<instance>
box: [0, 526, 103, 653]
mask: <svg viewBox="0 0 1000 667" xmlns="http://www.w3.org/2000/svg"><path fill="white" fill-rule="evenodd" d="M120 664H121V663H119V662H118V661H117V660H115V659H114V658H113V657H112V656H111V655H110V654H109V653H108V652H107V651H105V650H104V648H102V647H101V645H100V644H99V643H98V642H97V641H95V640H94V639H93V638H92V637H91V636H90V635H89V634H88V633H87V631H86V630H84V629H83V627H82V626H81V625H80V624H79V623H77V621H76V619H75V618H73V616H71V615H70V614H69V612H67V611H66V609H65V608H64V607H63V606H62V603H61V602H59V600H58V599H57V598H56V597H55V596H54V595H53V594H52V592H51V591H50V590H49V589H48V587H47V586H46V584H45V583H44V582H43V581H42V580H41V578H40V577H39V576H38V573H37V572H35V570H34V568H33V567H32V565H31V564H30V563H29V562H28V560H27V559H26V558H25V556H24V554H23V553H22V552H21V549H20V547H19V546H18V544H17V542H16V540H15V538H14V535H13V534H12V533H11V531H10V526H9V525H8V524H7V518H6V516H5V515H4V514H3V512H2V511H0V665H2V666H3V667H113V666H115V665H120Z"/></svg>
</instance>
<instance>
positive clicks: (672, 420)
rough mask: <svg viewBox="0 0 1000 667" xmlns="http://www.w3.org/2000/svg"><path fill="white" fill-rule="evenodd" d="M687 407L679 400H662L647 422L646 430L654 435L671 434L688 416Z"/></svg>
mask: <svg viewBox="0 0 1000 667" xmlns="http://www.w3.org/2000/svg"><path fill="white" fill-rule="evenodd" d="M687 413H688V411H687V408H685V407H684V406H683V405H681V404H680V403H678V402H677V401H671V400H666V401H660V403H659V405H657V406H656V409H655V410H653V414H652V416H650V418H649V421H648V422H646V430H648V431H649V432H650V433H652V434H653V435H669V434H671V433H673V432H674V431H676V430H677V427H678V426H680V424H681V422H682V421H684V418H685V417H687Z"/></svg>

+ + + + + + +

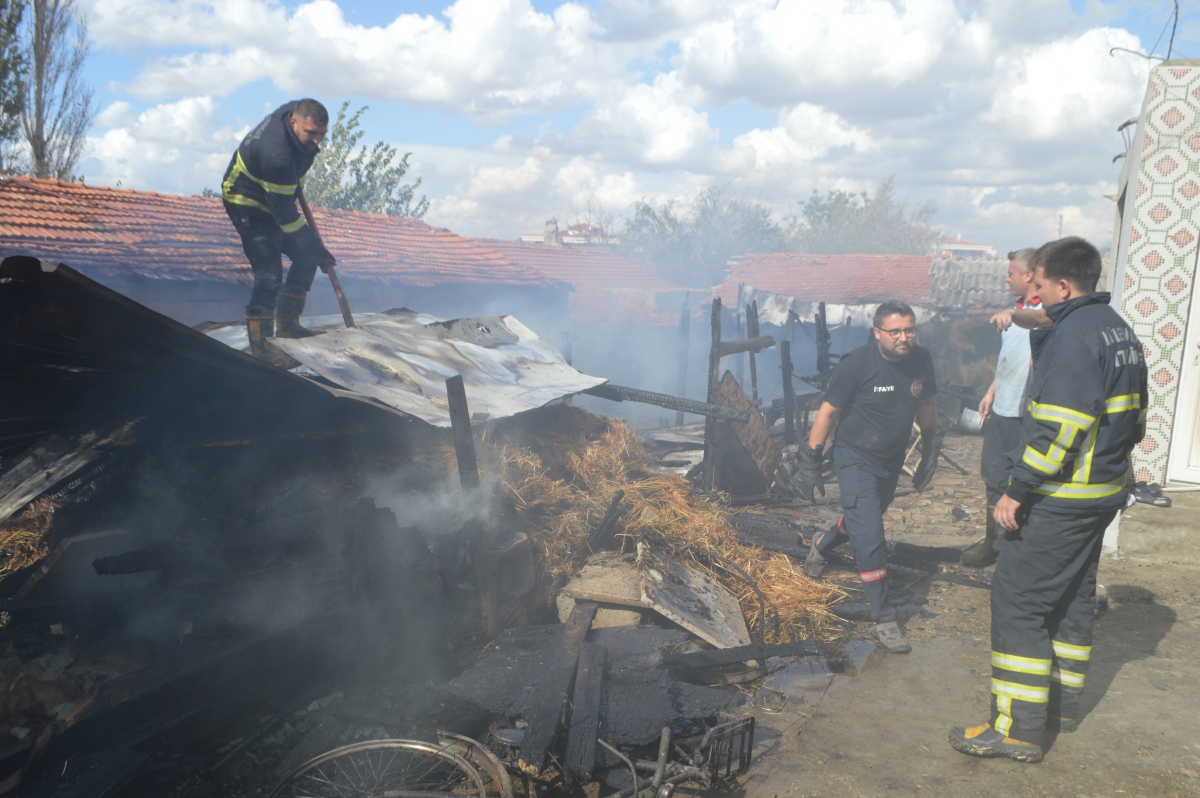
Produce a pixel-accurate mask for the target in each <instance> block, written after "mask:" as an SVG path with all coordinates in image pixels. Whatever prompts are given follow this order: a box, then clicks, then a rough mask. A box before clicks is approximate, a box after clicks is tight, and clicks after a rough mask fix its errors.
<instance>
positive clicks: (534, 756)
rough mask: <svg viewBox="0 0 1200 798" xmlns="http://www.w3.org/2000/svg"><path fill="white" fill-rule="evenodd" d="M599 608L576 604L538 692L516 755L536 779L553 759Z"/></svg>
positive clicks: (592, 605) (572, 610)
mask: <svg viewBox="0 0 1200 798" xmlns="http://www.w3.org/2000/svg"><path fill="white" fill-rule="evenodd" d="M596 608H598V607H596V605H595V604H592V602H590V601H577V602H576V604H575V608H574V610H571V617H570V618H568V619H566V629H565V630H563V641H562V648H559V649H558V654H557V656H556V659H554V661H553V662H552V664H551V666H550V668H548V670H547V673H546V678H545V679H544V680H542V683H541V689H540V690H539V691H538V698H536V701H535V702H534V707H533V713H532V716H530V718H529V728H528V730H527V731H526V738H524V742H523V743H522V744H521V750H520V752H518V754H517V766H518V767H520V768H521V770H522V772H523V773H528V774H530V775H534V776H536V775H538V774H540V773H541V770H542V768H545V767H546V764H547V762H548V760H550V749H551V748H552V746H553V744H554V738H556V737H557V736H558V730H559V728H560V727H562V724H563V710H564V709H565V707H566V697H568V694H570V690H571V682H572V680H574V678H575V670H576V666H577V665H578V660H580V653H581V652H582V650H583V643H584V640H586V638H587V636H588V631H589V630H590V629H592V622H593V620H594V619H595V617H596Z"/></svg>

+ + + + + + +

__THE TASK__. In the data above, retype exactly and only the lines between the one holding "Produce a pixel-accurate" and the one holding "608L576 604L538 692L516", inclusive.

__RESPONSE AREA__.
Produce a pixel-accurate mask for the target in each <instance> block, written after "mask:" as an SVG path with all coordinates in image pixels. Whatever prompts are given follow this order: a box, then clicks, then a rough mask. A box before clicks is approximate, a box after clicks is tight, and clicks after a rough mask fix its errors.
<instance>
positive clicks: (534, 756)
rough mask: <svg viewBox="0 0 1200 798" xmlns="http://www.w3.org/2000/svg"><path fill="white" fill-rule="evenodd" d="M599 608L576 604L538 692L516 755L536 779L553 759Z"/></svg>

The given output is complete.